§ GIVEN TEXT
--------------------------------

In 2022 they voted yes to ban tobacco advertising; no to a ban on animal and human experiments; and yes to adoption of an EU regulation on coordinating immigration control.

More topical in view of the political crisis in France after the government raised the retirement age from 62 to 64 without a vote in the French National Assembly, was the referendum held in Switzerland in September 2022, in which the Swiss voted yes in a referendum to raise the retirement age of women from 64 to 65 without a fuss.

In Cyprus a patchwork bizonal-bicommunal-federal (BBF) plan was cobbled together by the UN and the EU and put up for approval in simultaneous referendums. It was a best endeavours concoction based on proposals put forward by the two sides to the Cyprob over many years of negotiations that the UN and the EU hoped would be approved by the Cypriots.

It was not ideal, of course, but it would have resulted in the return of significant number of Greek Cypriots displaced by the 1974 war and end Turkish Cypriot isolation. Alas it did not reach let alone refresh the Greek Cypriot psyche.

In the event 75 per cent of Greek Cypriots rejected BBF even within a wider EU federal umbrella. The Turkish Cypriots supported it by a substantial majority but its thumping rejection by a majority of Greek Cypriots buried BBF for a generation. That’s the truth of it acknowledged by former President Nicos Anastasiades explaining why he supported BBF in 2004 but rejected it as president in 2017.

--------------------------------

§ Entries from a point annotation set

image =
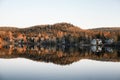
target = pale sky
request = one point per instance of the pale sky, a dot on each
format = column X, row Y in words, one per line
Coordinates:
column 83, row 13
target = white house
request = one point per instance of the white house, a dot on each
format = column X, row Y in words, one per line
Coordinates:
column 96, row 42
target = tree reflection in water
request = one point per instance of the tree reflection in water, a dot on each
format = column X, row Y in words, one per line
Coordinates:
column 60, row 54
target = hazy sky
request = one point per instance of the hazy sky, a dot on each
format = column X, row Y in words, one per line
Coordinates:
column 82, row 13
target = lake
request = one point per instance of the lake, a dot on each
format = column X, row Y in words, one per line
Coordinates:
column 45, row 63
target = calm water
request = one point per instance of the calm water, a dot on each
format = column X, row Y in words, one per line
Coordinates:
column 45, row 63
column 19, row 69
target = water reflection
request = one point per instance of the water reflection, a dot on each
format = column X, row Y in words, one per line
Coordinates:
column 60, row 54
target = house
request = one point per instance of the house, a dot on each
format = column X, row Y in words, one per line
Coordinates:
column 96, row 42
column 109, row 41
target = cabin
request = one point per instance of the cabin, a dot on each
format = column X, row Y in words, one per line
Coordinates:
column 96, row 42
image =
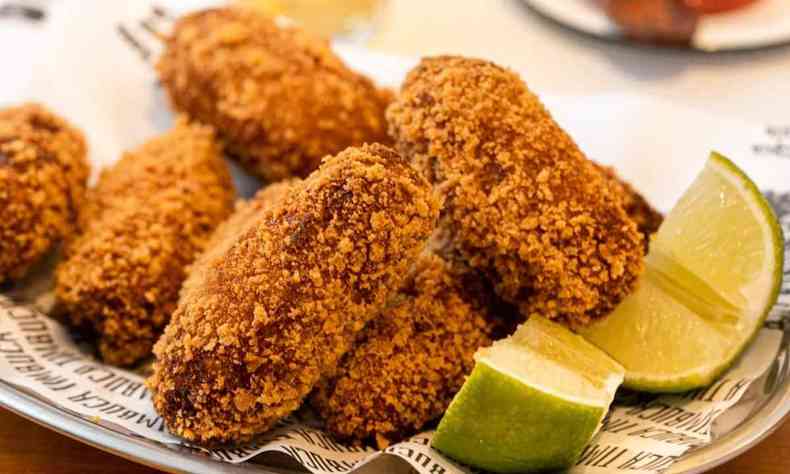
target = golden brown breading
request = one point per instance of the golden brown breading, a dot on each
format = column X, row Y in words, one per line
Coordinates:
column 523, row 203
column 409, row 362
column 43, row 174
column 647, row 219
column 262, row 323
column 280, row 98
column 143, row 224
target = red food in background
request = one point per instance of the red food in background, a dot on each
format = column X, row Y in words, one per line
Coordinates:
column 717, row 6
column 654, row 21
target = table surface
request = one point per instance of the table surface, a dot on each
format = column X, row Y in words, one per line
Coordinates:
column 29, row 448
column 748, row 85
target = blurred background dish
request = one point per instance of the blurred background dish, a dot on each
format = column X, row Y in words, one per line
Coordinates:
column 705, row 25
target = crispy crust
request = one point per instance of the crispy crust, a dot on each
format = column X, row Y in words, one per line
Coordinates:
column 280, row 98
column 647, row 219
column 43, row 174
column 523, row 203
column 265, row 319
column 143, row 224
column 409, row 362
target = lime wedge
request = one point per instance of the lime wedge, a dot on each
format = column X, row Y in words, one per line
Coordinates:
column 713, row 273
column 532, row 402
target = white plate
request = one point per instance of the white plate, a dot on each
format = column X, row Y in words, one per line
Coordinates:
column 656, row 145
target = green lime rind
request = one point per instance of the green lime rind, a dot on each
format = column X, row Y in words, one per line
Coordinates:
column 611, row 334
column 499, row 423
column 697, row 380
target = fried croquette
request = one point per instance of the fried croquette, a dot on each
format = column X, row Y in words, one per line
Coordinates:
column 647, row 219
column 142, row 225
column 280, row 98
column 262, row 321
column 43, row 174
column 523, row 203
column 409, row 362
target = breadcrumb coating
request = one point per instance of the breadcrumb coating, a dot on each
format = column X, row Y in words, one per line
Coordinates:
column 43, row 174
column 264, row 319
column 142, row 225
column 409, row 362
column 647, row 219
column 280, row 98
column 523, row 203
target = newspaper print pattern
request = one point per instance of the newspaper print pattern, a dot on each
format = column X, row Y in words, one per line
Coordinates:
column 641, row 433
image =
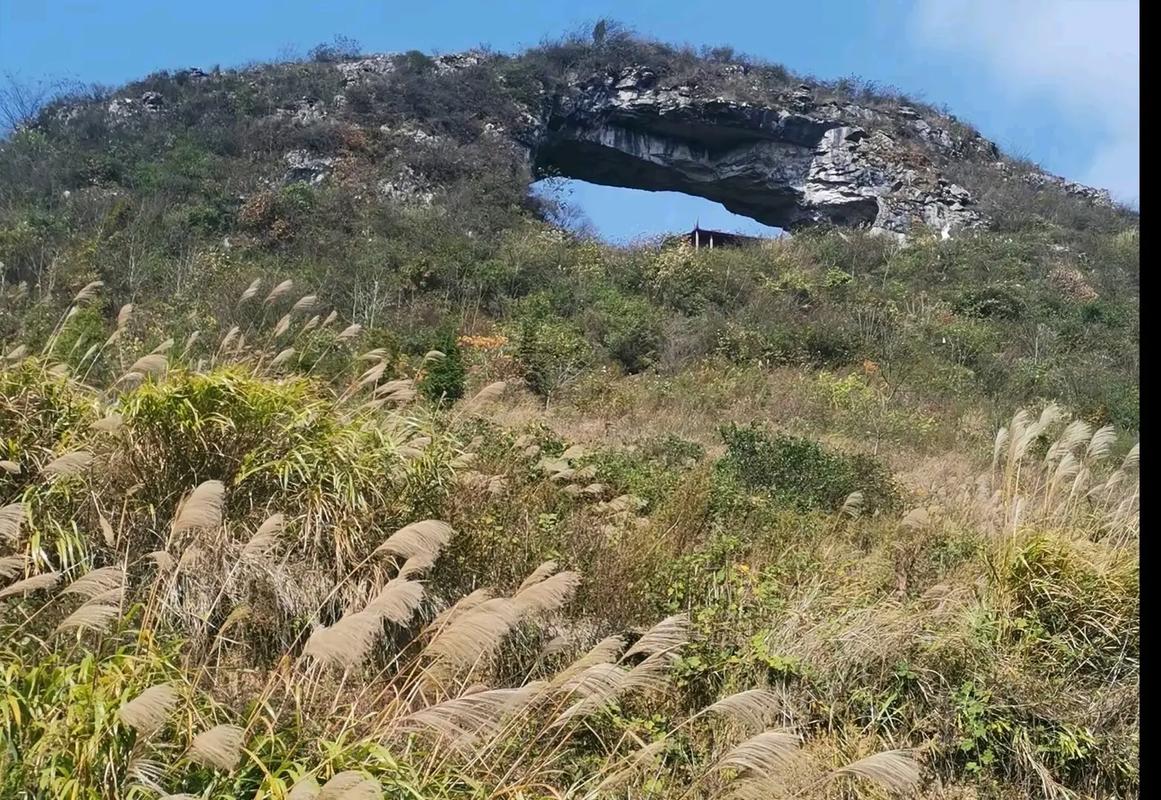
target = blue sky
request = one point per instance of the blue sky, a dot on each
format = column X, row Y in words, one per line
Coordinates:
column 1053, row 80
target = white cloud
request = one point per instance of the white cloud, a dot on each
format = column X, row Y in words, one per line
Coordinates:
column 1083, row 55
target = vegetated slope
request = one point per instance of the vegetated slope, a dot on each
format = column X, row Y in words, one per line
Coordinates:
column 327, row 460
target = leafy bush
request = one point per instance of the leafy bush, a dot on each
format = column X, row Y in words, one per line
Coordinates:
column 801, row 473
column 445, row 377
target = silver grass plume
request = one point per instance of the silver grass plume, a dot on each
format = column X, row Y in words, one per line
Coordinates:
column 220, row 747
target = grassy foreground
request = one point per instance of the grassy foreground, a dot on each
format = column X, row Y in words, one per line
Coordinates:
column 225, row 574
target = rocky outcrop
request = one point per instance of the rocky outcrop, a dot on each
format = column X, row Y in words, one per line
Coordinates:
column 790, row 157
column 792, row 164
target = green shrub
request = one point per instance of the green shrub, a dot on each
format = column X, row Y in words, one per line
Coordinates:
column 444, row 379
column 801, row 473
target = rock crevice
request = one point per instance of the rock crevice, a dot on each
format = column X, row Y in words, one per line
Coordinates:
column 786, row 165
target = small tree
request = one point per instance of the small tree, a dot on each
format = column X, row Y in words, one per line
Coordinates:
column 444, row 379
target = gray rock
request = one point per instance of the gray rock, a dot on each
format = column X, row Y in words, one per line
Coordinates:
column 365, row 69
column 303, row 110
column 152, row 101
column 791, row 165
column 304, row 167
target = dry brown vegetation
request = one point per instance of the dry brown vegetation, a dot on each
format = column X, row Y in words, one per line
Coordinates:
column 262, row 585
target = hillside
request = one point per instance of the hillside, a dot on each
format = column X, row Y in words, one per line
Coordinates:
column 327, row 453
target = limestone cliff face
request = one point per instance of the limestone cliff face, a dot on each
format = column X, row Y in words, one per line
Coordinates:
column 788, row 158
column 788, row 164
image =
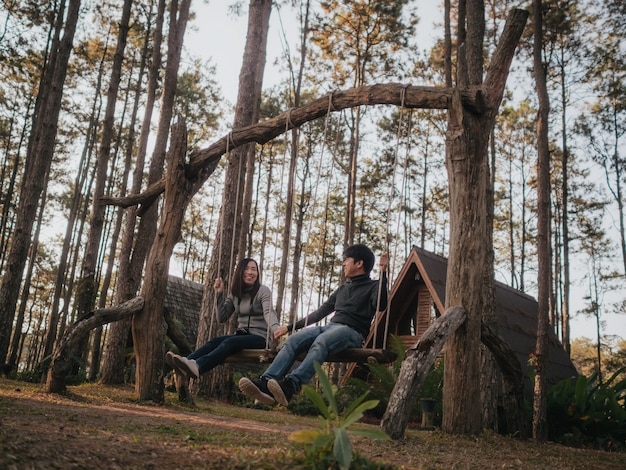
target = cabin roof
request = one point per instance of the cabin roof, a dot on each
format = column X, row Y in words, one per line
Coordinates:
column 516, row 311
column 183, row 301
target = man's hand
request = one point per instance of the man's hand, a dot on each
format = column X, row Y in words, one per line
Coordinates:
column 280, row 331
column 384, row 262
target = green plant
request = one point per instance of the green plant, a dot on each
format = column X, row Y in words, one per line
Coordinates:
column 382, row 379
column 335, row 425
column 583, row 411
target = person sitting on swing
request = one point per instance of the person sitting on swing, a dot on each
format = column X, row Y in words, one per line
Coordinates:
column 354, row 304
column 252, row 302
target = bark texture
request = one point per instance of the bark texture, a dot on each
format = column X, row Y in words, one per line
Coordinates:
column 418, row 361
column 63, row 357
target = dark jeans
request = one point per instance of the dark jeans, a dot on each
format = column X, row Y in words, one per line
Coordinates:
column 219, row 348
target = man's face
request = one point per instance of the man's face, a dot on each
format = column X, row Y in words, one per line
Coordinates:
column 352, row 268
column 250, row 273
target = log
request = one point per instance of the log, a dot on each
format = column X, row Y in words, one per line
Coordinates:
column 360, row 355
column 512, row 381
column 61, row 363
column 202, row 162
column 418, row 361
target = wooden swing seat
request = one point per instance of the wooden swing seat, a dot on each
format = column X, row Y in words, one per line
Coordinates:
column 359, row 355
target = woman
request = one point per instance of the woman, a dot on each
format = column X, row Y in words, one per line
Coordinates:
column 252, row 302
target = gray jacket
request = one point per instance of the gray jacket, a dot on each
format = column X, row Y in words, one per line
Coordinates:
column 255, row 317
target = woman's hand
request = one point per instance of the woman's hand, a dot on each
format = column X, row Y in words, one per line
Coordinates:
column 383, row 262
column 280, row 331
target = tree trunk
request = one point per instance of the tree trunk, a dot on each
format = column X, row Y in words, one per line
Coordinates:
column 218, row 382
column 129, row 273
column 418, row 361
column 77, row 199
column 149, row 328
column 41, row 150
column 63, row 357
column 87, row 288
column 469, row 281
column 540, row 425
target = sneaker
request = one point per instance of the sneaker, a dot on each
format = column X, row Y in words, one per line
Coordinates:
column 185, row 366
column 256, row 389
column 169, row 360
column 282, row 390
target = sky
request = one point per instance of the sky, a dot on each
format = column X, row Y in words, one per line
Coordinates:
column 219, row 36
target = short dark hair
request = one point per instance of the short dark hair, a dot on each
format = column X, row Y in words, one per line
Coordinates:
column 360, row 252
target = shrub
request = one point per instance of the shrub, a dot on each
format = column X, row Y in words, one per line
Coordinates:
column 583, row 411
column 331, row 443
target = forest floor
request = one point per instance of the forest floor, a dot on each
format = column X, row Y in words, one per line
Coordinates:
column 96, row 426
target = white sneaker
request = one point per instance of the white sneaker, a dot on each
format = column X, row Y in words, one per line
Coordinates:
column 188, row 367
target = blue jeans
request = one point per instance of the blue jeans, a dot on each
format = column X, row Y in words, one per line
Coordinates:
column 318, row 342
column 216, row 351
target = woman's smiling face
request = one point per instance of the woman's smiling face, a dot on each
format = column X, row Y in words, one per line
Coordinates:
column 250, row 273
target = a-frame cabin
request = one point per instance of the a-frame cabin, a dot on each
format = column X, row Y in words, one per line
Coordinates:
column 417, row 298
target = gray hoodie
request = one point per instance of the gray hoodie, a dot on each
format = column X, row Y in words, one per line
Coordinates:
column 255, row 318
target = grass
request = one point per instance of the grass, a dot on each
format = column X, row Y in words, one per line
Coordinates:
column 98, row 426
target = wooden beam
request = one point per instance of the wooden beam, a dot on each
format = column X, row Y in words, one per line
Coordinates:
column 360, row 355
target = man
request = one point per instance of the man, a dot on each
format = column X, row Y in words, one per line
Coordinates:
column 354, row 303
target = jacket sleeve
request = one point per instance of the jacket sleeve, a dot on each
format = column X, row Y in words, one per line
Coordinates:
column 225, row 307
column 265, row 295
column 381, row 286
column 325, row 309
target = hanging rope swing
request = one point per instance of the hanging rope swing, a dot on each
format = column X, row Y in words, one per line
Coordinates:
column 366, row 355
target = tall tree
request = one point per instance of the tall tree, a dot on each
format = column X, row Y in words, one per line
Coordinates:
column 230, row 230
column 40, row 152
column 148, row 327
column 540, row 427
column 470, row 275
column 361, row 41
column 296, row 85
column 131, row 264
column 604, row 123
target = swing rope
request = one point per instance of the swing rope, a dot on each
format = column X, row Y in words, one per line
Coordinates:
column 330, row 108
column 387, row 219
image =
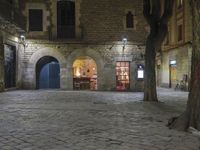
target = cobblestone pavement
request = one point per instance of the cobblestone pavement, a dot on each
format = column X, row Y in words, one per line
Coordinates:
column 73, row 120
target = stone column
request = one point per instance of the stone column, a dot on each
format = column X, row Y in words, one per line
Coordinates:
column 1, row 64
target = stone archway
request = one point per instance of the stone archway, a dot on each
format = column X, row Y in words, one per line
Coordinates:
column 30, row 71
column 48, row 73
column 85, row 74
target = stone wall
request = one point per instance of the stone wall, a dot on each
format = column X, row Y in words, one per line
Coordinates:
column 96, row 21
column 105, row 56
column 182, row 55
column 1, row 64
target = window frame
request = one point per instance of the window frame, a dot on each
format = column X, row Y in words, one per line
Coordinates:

--------------------------------

§ GOAL
Can you carry on the passage about referendums in Switzerland and Cyprus, starting right after its final sentence?

§ OUTPUT OF THE EXERCISE
Unsurprisingly the Cyprob has remained unresolved since 2004. How could it be otherwise in view of such an overwhelming rejection of BBF by the majority community? In the meantime the current Turkish Cypriot leadership and Turkey also now reject BBF and insist on a two state solution.

As far as the UN and the EU are concerned BBF is the only show in town, which begs the question can BBF be revived? That is the $64,000 question. The way out of the cul-de-sac in which Cyprus finds itself in cannot be BBF if no one wants it. That approach falls foul of the dictum attributed to Einstein that other things being equal, you act irrationally if you repeat the same action over and over again and expect a different result. But what if other things are not equal? What if a referendum is held in search of common ground to begin with and both sides vote in favour of BBF?

In the case of the Greek Cypriots a referendum is necessary to see if their previous overwhelming rejection of it still holds good. In the case of the Turkish Cypriots, perhaps their previous approval of BBF is shaken but unchanged.  As the old saying goes nothing ventured, nothing gained.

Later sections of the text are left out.